→ **Exercise**:
In the health care scams article, please reproduce the passage starting at "The second scam" and ending at "the patient's credit.", changing "unsuspecting" to "unwary".

While Congress continues to implement the new health care laws, many Americans still have questions about when they will be required to purchase medical insurance. Some criminals are using Americans' confusion to develop new health care scams that may jeopardize a victim's credit report and/or put them at risk for identity theft, according to Fox Business.
Two new scams have caught law enforcement's attention. The first involves selling fake medical discount cards to consumers. The cards masquerade as proof of full medical insurance in addition to purported discounts on prescription drugs, medical procedures and tests, doctor's office visits and even hospitalizations, Fox Business reports.
The second scam involves selling fake partial or comprehensive medical insurance to unsuspecting consumers. Criminals sell the insurance and then pay little to nothing on individual claims, reports Fox Business.
Fake medical plans can damage a consumer both financially and medically. When consumers falsely believe they are covered by health insurance, they may receive costly treatments or surgeries and then face the financial consequences of being unable to pay for them, Fox Business said. Despite medical fraud, many doctors will report unpaid medical bills to collections agencies, thereby destroying the patient's credit.

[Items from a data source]

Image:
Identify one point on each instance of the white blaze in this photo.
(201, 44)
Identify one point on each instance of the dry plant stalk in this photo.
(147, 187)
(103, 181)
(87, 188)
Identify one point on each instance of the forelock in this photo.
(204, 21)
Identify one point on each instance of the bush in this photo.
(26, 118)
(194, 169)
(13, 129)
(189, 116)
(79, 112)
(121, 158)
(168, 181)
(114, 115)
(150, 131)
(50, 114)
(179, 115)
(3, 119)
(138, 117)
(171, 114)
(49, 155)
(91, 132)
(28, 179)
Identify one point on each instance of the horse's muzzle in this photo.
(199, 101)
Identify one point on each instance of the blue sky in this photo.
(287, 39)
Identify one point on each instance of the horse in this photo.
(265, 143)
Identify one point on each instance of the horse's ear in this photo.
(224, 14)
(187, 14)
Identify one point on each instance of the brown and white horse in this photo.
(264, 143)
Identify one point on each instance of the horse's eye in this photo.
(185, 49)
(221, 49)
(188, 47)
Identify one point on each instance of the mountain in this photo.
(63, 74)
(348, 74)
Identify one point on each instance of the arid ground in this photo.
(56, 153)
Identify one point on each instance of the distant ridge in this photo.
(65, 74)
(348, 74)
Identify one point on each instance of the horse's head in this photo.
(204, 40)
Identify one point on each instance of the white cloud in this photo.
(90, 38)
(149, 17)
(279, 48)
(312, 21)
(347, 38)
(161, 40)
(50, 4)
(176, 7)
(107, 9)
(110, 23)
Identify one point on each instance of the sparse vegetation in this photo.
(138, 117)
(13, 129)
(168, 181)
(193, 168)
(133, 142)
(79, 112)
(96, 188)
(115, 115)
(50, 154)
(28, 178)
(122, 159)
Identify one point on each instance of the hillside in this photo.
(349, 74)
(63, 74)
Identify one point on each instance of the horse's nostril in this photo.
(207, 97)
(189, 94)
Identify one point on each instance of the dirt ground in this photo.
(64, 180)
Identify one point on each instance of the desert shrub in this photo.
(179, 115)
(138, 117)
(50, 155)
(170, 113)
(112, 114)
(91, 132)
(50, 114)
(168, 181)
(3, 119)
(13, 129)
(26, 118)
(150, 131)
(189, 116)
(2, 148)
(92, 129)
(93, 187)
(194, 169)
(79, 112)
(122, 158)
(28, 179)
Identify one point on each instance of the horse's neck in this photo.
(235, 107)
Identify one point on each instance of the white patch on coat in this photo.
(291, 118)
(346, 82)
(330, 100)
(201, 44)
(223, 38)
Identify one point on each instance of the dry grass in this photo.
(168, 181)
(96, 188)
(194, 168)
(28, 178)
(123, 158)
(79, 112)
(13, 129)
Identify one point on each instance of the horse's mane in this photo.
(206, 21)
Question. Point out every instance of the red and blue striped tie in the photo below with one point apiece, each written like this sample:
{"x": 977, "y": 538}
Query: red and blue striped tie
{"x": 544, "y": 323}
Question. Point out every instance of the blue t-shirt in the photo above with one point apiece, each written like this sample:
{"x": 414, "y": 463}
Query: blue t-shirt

→ **Response box**:
The second scam involves selling fake partial or comprehensive medical insurance to unwary consumers. Criminals sell the insurance and then pay little to nothing on individual claims, reports Fox Business.
Fake medical plans can damage a consumer both financially and medically. When consumers falsely believe they are covered by health insurance, they may receive costly treatments or surgeries and then face the financial consequences of being unable to pay for them, Fox Business said. Despite medical fraud, many doctors will report unpaid medical bills to collections agencies, thereby destroying the patient's credit.